### EXCERPTED TEXT
↓

File and Object Storage

I/O Workflow of Hadoop workloads with IBM Spectrum Scale and HDFS Transparency

By CHINMAYA MISHRA posted Thu November 19, 2020 01:03 AM


Hadoop workloads like MapReduce, Hive, HBase and many others leverage the HDFS client to perform I/O to Spectrum Scale through HDFS Transparency. In this blog, we take a closer look at the workflow of read and write operations performed by the HDFS client in a HDFS transparency environment. This writing is intended for Hadoop solution architects/designers who may be considering to move to a IBM Spectrum Scale based Big Data solution from a native HDFS based environment.

HDFS Transparency with IBM Spectrum Scale supports a variety of shared storage including the IBM Elastic Storage Server (ESS) and other IBM storage platforms. This is explained in detail in IBM documentation:

This blog focuses on shared storage, and IBM ESS is cited as example.

Abbreviations used in this blog:

  • NN    means NameNode
  • DN    means DataNode
  • Scale means “IBM Spectrum Scale”
  • ESS means “IBM Elastic Storage Server”


The benefits of using shared storage for Hadoop over the traditional scale-out storage offered by HDFS can be broadly summarized as the following

  • Compute and storage can be scaled separately/flexibly as business requirements grow.
  • High storage efficiency compared to the typical 3x storage overhead of native HDFS.
  • Enterprise grade storage features can be offered for Hadoop data
  • Advanced data protection against disk/node failure
  • Negligible additional network bandwidth from disk rebuilds as may be the case with HDFS.

↑

### SUPPLIED MATERIAL
↓

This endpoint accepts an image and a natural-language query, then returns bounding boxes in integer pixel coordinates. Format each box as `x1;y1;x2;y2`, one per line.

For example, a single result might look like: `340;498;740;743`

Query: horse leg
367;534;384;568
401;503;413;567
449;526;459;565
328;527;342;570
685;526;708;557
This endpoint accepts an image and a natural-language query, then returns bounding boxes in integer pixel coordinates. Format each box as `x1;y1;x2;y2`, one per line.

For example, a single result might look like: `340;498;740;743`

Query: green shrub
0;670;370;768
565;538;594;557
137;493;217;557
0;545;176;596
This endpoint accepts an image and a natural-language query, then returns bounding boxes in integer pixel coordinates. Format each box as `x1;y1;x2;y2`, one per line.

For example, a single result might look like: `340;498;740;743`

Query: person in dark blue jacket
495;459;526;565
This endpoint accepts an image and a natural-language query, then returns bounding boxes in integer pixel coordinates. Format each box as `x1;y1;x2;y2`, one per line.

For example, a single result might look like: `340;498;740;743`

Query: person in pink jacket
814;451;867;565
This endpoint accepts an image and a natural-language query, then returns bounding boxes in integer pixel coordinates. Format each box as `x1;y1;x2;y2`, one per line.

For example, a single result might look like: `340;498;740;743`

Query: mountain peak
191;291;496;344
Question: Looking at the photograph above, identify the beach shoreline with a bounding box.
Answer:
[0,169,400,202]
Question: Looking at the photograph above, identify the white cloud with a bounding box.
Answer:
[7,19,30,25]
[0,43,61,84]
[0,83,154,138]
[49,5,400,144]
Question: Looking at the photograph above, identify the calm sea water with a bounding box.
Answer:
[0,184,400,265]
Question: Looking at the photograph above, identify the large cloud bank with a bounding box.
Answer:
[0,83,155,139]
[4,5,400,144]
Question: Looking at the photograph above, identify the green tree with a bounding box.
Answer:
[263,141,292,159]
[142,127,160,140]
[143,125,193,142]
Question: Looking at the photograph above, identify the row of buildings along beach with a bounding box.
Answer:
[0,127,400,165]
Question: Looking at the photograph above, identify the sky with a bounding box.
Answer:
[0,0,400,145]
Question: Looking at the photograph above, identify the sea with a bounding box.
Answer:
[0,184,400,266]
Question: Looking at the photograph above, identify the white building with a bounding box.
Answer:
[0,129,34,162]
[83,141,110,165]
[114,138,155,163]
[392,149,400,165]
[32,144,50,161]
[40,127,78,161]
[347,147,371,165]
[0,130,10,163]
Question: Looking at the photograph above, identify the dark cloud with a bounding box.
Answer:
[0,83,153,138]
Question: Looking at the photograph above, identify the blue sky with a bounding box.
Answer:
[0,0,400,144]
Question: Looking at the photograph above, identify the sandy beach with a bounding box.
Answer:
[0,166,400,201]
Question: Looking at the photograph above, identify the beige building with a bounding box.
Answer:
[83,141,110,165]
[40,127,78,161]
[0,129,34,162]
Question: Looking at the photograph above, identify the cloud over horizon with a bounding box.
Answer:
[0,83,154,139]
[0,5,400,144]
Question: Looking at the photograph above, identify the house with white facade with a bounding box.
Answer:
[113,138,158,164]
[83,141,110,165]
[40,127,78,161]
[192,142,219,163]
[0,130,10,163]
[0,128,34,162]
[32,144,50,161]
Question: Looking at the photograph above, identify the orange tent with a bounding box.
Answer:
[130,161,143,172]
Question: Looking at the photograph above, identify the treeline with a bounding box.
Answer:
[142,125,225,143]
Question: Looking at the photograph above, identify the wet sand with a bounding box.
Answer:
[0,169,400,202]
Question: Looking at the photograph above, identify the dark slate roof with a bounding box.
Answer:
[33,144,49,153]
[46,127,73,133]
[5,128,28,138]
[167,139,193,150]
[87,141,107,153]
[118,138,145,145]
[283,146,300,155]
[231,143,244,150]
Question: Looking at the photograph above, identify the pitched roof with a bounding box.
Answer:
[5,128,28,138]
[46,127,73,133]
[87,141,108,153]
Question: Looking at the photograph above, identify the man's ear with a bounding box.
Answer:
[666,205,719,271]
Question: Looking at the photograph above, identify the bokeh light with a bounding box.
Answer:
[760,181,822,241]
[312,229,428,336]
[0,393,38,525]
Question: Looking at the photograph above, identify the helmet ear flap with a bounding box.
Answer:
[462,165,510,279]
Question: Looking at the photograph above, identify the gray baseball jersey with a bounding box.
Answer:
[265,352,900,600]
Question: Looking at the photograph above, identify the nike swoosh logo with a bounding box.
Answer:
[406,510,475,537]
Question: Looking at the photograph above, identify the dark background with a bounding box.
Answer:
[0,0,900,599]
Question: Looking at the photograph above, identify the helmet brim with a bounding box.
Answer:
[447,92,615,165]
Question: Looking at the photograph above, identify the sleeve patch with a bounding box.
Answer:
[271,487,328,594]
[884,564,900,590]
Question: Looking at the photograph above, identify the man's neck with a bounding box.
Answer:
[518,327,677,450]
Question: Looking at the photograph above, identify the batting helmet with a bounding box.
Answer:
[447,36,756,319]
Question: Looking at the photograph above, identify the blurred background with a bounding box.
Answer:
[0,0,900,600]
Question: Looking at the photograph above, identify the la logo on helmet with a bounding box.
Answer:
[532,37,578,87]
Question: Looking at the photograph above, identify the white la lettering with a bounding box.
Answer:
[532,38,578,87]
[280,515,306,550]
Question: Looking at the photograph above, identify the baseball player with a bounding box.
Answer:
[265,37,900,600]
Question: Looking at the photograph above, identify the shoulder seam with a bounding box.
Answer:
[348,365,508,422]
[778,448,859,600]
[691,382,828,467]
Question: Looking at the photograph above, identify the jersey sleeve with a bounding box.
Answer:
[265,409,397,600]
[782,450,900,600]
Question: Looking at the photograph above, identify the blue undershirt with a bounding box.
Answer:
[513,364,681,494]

↑

### REQUIRED ACTIONS
A. Based on the HDFS Transparency blog post, decide whether each statement agrees with it: (i) the blog focuses on shared storage and cites IBM ESS as an example; (ii) the writing is meant for database administrators; (iii) native HDFS typically carries a 3x storage overhead. Answer yes or no for each and quote the words from the blog post that decide it.
B. Reproduce the HDFS Transparency blog post word for word between "I/O Workflow of" and "HDFS based environment.", inclusive.

### COMPLETE ANSWERS
A.
(i) Yes: "This blog focuses on shared storage, and IBM ESS is cited as example."
(ii) No: "This writing is intended for Hadoop solution architects/designers"
(iii) Yes: "the typical 3x storage overhead of native HDFS"

B.
I/O Workflow of Hadoop workloads with IBM Spectrum Scale and HDFS Transparency

By CHINMAYA MISHRA posted Thu November 19, 2020 01:03 AM


Hadoop workloads like MapReduce, Hive, HBase and many others leverage the HDFS client to perform I/O to Spectrum Scale through HDFS Transparency. In this blog, we take a closer look at the workflow of read and write operations performed by the HDFS client in a HDFS transparency environment. This writing is intended for Hadoop solution architects/designers who may be considering to move to a IBM Spectrum Scale based Big Data solution from a native HDFS based environment.